TO BE DONE » Update the records from their first line through the line containing "x=360 y=167", changing "telegraph pole" to "utility pole" and keeping everything else unchanged.

Records of labeled points
* begin *

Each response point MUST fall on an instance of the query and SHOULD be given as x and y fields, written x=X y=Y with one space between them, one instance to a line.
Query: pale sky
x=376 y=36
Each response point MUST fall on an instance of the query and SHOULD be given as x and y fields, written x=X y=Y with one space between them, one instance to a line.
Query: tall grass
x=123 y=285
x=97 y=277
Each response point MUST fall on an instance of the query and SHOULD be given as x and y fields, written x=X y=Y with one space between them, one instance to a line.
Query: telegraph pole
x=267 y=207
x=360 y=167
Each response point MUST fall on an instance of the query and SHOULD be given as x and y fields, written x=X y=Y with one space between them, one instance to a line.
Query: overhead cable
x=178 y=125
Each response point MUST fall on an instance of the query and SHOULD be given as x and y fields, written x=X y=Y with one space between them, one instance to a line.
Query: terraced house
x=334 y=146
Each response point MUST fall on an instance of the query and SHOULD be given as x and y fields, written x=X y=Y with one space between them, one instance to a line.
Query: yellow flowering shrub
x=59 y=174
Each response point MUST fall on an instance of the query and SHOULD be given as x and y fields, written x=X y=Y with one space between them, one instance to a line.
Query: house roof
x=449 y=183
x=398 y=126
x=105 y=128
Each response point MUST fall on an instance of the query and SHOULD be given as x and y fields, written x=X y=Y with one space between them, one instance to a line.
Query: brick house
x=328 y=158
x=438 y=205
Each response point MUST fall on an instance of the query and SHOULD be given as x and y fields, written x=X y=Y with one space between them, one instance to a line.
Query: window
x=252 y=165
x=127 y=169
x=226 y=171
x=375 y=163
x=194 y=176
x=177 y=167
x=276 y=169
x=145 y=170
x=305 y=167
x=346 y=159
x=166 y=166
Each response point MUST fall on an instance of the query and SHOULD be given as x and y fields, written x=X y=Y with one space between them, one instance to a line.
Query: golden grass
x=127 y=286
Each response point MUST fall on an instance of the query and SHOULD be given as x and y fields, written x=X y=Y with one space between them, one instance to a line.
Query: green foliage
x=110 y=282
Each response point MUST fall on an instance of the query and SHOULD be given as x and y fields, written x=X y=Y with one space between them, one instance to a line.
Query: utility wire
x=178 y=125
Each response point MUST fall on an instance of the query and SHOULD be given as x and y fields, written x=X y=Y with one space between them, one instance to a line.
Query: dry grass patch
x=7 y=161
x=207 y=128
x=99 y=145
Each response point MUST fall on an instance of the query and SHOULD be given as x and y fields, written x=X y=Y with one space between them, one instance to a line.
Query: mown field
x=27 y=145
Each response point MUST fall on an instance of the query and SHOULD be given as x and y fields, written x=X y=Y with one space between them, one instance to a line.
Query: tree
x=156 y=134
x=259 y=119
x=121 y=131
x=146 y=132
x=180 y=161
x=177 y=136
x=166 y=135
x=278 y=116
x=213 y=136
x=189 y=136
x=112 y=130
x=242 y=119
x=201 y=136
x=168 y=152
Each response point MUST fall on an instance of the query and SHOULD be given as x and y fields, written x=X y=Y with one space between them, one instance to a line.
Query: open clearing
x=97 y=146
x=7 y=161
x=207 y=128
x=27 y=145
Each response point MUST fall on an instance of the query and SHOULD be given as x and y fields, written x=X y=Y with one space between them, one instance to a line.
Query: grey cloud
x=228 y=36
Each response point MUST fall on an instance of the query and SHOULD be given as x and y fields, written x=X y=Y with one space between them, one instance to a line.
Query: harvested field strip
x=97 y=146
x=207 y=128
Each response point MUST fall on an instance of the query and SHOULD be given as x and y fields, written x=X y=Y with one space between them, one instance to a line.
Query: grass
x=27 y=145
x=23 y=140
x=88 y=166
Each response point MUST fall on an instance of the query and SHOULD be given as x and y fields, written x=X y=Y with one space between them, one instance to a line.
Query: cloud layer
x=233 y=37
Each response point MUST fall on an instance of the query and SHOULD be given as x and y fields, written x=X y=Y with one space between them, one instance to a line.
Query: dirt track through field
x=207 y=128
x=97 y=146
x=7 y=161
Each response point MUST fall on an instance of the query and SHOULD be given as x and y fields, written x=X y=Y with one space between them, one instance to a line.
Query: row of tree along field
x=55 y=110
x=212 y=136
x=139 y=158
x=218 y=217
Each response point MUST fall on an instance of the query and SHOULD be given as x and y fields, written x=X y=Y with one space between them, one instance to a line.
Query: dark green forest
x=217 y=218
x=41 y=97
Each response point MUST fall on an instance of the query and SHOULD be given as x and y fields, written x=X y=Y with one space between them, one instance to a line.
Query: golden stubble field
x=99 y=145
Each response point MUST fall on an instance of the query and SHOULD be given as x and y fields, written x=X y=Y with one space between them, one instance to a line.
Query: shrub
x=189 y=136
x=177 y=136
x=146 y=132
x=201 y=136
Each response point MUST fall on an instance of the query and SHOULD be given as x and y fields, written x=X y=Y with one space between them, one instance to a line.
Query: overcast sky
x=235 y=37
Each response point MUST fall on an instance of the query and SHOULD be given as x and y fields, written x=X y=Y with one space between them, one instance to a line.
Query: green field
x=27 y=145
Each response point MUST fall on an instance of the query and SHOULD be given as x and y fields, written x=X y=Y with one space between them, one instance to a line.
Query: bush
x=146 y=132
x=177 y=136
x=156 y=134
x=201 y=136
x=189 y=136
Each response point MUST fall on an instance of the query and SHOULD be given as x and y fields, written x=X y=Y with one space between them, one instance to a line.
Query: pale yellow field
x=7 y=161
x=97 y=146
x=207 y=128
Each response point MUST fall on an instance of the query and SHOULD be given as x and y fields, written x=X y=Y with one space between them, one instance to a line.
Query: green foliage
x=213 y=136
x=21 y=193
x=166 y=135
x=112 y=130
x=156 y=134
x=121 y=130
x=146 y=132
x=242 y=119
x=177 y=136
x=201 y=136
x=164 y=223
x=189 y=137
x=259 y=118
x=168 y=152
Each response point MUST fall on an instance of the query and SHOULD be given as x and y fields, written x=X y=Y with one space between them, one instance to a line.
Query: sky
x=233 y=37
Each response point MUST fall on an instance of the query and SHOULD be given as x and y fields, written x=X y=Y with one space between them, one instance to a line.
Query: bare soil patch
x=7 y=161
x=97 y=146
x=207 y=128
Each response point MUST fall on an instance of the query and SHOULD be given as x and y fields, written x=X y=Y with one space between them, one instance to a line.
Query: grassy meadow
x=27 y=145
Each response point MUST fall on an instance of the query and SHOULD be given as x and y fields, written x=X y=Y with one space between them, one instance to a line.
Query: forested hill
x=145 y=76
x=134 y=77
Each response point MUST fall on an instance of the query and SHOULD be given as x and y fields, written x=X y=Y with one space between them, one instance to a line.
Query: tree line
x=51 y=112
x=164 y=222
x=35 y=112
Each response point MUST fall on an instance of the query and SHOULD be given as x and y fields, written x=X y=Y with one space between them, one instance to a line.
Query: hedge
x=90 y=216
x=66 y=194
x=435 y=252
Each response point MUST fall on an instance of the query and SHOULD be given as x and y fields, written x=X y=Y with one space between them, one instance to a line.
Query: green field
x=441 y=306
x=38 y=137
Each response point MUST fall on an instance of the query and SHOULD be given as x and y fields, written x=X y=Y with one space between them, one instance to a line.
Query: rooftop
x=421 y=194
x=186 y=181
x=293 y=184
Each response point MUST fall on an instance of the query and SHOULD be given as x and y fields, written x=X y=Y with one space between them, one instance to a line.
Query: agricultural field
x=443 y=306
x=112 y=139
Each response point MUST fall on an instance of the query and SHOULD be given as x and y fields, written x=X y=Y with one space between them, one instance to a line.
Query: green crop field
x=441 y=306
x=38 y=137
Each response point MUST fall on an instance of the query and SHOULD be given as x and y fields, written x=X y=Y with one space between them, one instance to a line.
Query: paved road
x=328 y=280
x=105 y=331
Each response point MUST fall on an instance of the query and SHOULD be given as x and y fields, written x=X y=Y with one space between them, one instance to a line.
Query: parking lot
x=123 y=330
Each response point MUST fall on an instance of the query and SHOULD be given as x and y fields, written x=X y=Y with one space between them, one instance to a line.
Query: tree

* end *

EXERCISE OUTPUT »
Each response point MUST fall on an instance of the query and SHOULD be given as x and y fields, written x=X y=Y with one space between them, one instance to a line.
Query: pale sky
x=376 y=36
Each response point MUST fall on an instance of the query and SHOULD be given as x and y fields, written x=X y=Y with one space between them, one instance to a line.
Query: tall grass
x=123 y=285
x=97 y=277
Each response point MUST fall on an instance of the query and SHOULD be given as x and y fields, written x=X y=Y with one space between them, one instance to a line.
Query: utility pole
x=267 y=207
x=360 y=167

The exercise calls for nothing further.